◆ **SUPPLIED PASSAGE**
Unlike Viagra, which men take a few hours before intercourse, Intrinsa takes three to four weeks to start working.
But another woman who participated in the study said it's worth the wait. "It does get your juices flowing, so to speak," she said.
But gynecologists warned that testosterone, which can cause a woman's voice to deepen and body hair to grow, is not for everyone.
"When the drug becomes available, you'll find young women who shouldn't be taking it," Hutcherson said. "They should look for other reasons why they have a decrease in desire."
I certainly wouldn't turn THIS 63 year old out in the cold. Even if she ate crackers.
But it's made by Procter & Gamble!
But then again, I like REAL MEN ---- not the metrosexual girlie man .
Straws work better but not if you sleep on your stomach...
!!!
There's no way in hell you're a woman.
How could it possibly have side effects with women's wiring looking like this?
Let's see....hormone patch, nicotine patch, now a libido patch. I'm gonna look like a friggin' quilt by the time I hit 50!
Don't forget this one....
So, the pollster is asking a crowd how often they have sex.
A few say a couple of times a week, once a week, every couple of weeks, once a month, etc.
A guy in the back is waving his arms and yelling "ONCE A YEAR!!"
"Why are you so damn happy?" asked the pollster.
"Tonight's the night!"
Don't the effects wear off after a few years (or children)?
I'll need THAT after all this hot sex they claim I'm gonna have!
I tend to agree with Capriole up to a point. My husband is great and well ... I won't elaborate.

(Region pointing data)
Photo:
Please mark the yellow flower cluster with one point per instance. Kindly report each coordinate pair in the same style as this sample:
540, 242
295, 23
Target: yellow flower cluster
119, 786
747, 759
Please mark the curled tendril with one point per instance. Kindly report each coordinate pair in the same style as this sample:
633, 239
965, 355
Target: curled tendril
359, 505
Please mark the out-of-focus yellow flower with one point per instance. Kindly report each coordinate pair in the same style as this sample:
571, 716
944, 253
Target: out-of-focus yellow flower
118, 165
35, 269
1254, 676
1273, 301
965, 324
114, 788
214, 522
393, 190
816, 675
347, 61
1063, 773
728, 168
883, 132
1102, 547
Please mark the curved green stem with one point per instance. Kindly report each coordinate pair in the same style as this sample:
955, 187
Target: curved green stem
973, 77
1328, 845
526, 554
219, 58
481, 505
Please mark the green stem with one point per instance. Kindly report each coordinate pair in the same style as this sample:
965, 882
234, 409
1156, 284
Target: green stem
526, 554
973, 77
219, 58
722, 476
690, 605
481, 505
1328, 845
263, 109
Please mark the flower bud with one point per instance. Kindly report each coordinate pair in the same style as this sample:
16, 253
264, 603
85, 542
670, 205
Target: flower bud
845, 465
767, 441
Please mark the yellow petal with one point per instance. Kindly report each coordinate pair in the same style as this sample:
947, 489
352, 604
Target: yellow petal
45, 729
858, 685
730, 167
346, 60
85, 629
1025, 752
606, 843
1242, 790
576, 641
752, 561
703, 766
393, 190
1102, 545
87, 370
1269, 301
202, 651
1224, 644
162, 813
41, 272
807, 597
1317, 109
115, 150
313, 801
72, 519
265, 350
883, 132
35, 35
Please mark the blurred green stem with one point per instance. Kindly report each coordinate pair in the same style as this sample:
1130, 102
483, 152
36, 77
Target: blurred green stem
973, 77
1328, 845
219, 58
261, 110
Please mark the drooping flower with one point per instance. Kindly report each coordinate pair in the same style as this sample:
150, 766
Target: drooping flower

◆ **CHECK YOUR UNDERSTANDING**
a – Repeat the Intrinsa thread word for word, starting at "Don't forget this" and ending at "I won't elaborate.".
b – Answer these questions from the Intrinsa thread:
(i) How long does Intrinsa take to start working?
(ii) What company is Intrinsa made by?
(iii) In the pollster joke, how often does the guy in the back say he has sex?
c – Carry on the Intrinsa thread with further posts after its last one.

◆ **RESULTS IN ORDER**
a –
Don't forget this one....
So, the pollster is asking a crowd how often they have sex.
A few say a couple of times a week, once a week, every couple of weeks, once a month, etc.
A guy in the back is waving his arms and yelling "ONCE A YEAR!!"
"Why are you so damn happy?" asked the pollster.
"Tonight's the night!"
Don't the effects wear off after a few years (or children)?
I'll need THAT after all this hot sex they claim I'm gonna have!
I tend to agree with Capriole up to a point. My husband is great and well ... I won't elaborate.

b –
(i) Three to four weeks.
(ii) Procter & Gamble.
(iii) Once a year.

c –
I look at the husbands of some of my friends/relatives, though, and think, sheesh, they don't understand women at all! Some of them are insulting, rude, distant, etc., and then wonder why things aren't better in the bedroom. I mean, making a crack about his wife eating dessert, hurting her feelings, etc., and then expecting her to get over it and be enthusiastic about exposing the body he's just made fun of to him is not exactly displaying Mensa intelligence. Or only touching her when the bedroom door closes. I never see these men complementing their wives, asking about their days, looking them in the eye when they talk to them -- nothing.
On the other hand, I've seen some women complain about their husbands, cut them down in public, criticize their income, etc. It's a two way street.
I guess what I'm saying is that women are so often such emotional creatures (at least I am) that a little appreciation goes a long way. "Thanks for dinner, honey,", "You look really nice,", from him really warms up the atmosphere for a wife.
And "I believe you'll make the right decision about this, I trust your judgement", "Thank you for working so hard to take care of our family," from her wouldn't hurt anything, either.
How about an 8-month-old infant who can't seem to figure out that nights are for sleeping through?
I had two babies. Each time my ex-husband started getting what he wanted a couple of weeks after I got out of the hospital. I do not claim this was gourmet lovemaking during that time, and I don't claim I was crazed with enthusiasm, but I didn't want him to die of horniness and I figured the baby could cry for 20 minutes. I would put the baby in the crib, close the door, stuff a towel underneath our door and turn on an air filter so I wouldn't hear him/her for the duration. Afterwards I skedaddled back to the nursery.
P.S. Note that I refer to my EX husband. Some men are never happy.
Would you take a bet?
Of course, I've never had to resort to such subterfuge. Women immediately swoon upon my entering a room.
yes, of course I would...but theres that little problem of VERIFICATION....LOL
The Capt.
You will lose your money. But my vanity is piqued--I put a lot of work into those ab crunches--and in verification I will send you a photo taken two weeks ago.